Re: [RFC][PATCH 2/8] sched/rtmutex/deadline: Fix a PI crash for deadline tasks

From: Peter Zijlstra
Date: Tue Jun 14 2016 - 08:30:36 EST


On Tue, Jun 14, 2016 at 11:21:09AM +0100, Juri Lelli wrote:
> > [XXX this next section is unparsable]
>
> Yes, a bit hard to understand. However, am I correct in assuming this
> patch and the previous one should fix this problem? Or are there still
> other races causing issues?

I think so; so there were two related problems,

1) top_waiter was used outside its serialization
2) a race against the top waiter task and sched_setscheduler() changing
its state

Now, I could not understand a word of that marked paragraph, but from my
understanding of the code both are solved.

1) by keeping the top_pi_task cache updated under pi_lock and rq->lock,
thereby ensuring that holding either is sufficient to stabilize it.

------------------------------------------------

Set of tasks
[A] Write out the passage of the rtmutex patch reply from "From: Peter Zijlstra" up to and including "races causing issues?".
[B] Resume the rtmutex patch reply after its last sentence and carry on in the same voice.

Given information
------------------------------------------------

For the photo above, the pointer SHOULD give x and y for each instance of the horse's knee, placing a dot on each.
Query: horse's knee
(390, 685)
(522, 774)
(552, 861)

------------------------------------------------

Responses
[A]
From: Peter Zijlstra
Date: Tue Jun 14 2016 - 08:30:36 EST


On Tue, Jun 14, 2016 at 11:21:09AM +0100, Juri Lelli wrote:
> > [XXX this next section is unparsable]
>
> Yes, a bit hard to understand. However, am I correct in assuming this
> patch and the previous one should fix this problem? Or are there still
> other races causing issues?

[B]
2) sched_setscheduler() can change the parameters of the top_pi_task,
but since it too holds both pi_lock and rq->lock, it cannot happen at
the same time that we're looking at the cached top pi waiter pointer
thingy.

It can however happen that top_pi_waiter is not in fact the top waiter
in a narrow window between sched_setscheduler() changing its parameters
and rt_mutex_adjust_pi() re-ordering the PI chain - ending in updating
the cached top task pointer thingy.